O Testamento de Roustaing


O Testamento de Roustaing
Reformador (FEB) Fevereiro 1947

            Em 1879, Revue Spirite, comemorando os "mortos" do ano, assim se referiu a J. B.  Roustaing, página 487:

            “M. Roustaing, antigo professor de filosofia, homem culto, jurisconsulto muito conhecido, bastonário da Ordem dos Advogados de Bordéus, tornou-se espírita após a leitura do “0 Livro dos Espíritos”, e compôs “0s Quatro Evangelhos”, tirados dos ditados mediúnicos de Mme. Collignon, com o auxílio espiritual dos quatro evangelistas, dos apóstolos e de Moisés.  

            “Como vários outros, não tendo ascendentes nem descendentes, ele devia, segundo seu desejo, deixar sua fortuna à Obra, para criações úteis e de boa propaganda, mas morreu sem ter podido fazer as suas disposições.
           
            "Deixou a reputação de um espírito justo, leal, íntegro, amigo do progresso.

            “Que seja abençoado pelo bem que fez.”

            Assim, diante do que registrou a revista fundada por Allan Kardec, merecedora de todo o nosso crédito, o êxito alcançado pela obra de Roustaing, de que resultou ser traduzida em vários idiomas, não foi oriundo da fortuna legada pelo Autor, como tem sido propalado pelos seus adversários.

→ **O QUE FAZER**:
No trecho fornecido, que cargo Roustaing ocupava na Ordem dos Advogados de Bordéus? O material provém de uma fonte diferente da do trecho fornecido.

→ **TRECHO DOS DADOS**:
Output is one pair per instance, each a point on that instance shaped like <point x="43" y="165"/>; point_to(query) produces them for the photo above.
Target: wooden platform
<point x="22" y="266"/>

→ **RESULTADO FINAL**:
Era bastonário da Ordem dos Advogados de Bordéus.